WHAT IS EXPECTED:
The expected output is every entry, repeated exactly.

### SOURCE INFORMATION

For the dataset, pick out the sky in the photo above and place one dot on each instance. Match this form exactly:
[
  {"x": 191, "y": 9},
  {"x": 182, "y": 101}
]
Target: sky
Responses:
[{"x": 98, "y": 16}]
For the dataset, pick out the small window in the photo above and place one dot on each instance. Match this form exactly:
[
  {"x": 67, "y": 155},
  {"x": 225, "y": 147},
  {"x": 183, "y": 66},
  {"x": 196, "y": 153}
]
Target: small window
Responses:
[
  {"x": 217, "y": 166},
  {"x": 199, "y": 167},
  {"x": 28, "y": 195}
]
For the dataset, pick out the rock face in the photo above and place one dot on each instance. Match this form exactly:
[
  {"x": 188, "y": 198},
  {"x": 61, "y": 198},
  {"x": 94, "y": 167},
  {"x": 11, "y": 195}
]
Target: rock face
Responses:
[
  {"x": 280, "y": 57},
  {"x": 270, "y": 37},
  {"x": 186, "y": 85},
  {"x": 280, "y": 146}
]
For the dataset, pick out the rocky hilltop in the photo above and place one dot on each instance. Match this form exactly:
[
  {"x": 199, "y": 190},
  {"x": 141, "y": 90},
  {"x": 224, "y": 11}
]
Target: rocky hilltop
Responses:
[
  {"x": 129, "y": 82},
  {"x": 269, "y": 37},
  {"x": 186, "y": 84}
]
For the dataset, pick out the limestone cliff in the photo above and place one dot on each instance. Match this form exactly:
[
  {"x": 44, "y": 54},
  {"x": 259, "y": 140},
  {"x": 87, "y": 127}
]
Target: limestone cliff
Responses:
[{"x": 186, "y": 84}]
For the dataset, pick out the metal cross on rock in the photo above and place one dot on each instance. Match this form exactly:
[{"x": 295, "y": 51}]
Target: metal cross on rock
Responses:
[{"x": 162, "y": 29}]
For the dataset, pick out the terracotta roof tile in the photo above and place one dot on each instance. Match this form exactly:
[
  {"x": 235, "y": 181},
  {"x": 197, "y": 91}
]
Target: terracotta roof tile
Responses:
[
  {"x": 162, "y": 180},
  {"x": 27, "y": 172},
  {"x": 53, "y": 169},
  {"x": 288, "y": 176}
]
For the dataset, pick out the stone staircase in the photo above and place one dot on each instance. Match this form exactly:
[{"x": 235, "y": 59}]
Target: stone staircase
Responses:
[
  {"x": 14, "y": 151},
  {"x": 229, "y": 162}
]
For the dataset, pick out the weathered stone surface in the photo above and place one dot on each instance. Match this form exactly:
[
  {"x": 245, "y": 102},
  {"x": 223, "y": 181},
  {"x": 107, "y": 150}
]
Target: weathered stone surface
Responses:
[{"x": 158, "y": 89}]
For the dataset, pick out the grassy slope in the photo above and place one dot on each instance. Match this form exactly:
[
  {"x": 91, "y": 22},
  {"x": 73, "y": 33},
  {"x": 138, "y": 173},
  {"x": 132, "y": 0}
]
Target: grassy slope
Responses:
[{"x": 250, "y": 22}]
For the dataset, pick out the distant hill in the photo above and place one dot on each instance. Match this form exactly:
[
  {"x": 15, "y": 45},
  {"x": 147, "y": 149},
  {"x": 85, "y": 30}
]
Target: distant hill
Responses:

######

ANSWER SECTION:
For the dataset, pick out the sky in the photo above and place one dot on each instance. Match this form exactly:
[
  {"x": 191, "y": 9},
  {"x": 182, "y": 101}
]
Target: sky
Responses:
[{"x": 98, "y": 16}]
For the dataset, pick out the small window in the photo above and place one dot on each instance. Match this form exactly:
[
  {"x": 67, "y": 155},
  {"x": 225, "y": 147},
  {"x": 183, "y": 66},
  {"x": 196, "y": 153}
]
Target: small window
Responses:
[
  {"x": 217, "y": 166},
  {"x": 199, "y": 167},
  {"x": 28, "y": 195}
]
For the dataset, pick out the rock face in the photo above and place one dot on each instance. Match this form exactly:
[
  {"x": 188, "y": 198},
  {"x": 61, "y": 198},
  {"x": 94, "y": 167},
  {"x": 11, "y": 195}
]
Target: rock face
Responses:
[
  {"x": 280, "y": 57},
  {"x": 270, "y": 37},
  {"x": 186, "y": 85},
  {"x": 280, "y": 146}
]
For the dataset, pick out the rocky hilltop in the photo above and place one dot on each instance. Match this form exactly:
[
  {"x": 199, "y": 190},
  {"x": 141, "y": 90},
  {"x": 224, "y": 11}
]
Target: rocky hilltop
Responses:
[
  {"x": 129, "y": 82},
  {"x": 269, "y": 37},
  {"x": 186, "y": 84}
]
For the dataset, pick out the limestone cliff in the photo above and place one dot on each instance. Match this form exactly:
[
  {"x": 44, "y": 54},
  {"x": 259, "y": 140},
  {"x": 87, "y": 127}
]
Target: limestone cliff
Responses:
[{"x": 186, "y": 84}]
For the dataset, pick out the metal cross on rock in the photo above and place one dot on each instance. Match this form exactly:
[{"x": 295, "y": 51}]
Target: metal cross on rock
Responses:
[{"x": 162, "y": 29}]
For the dataset, pick out the terracotta roof tile in the photo above and place one dot on each instance. Match this form exactly:
[
  {"x": 235, "y": 181},
  {"x": 197, "y": 91}
]
Target: terracotta roof tile
Responses:
[
  {"x": 162, "y": 180},
  {"x": 27, "y": 172},
  {"x": 53, "y": 169},
  {"x": 288, "y": 176}
]
For the dataset, pick out the stone staircase in the photo above and place one dot on each instance. Match this form exactly:
[{"x": 235, "y": 59}]
Target: stone staircase
Responses:
[
  {"x": 14, "y": 151},
  {"x": 229, "y": 162}
]
For the dataset, pick out the weathered stone surface in the photo above and place one dot on each instance. Match this form exactly:
[
  {"x": 245, "y": 102},
  {"x": 223, "y": 181},
  {"x": 107, "y": 150}
]
Target: weathered stone surface
Responses:
[{"x": 158, "y": 89}]
For the dataset, pick out the grassy slope in the photo above and place one dot on each instance. Match this form exactly:
[
  {"x": 91, "y": 22},
  {"x": 73, "y": 33},
  {"x": 138, "y": 173},
  {"x": 132, "y": 0}
]
Target: grassy slope
Responses:
[{"x": 250, "y": 22}]
For the dataset, pick out the distant hill in the photo above and place one dot on each instance. Match this form exactly:
[
  {"x": 15, "y": 45},
  {"x": 147, "y": 149},
  {"x": 85, "y": 30}
]
Target: distant hill
Responses:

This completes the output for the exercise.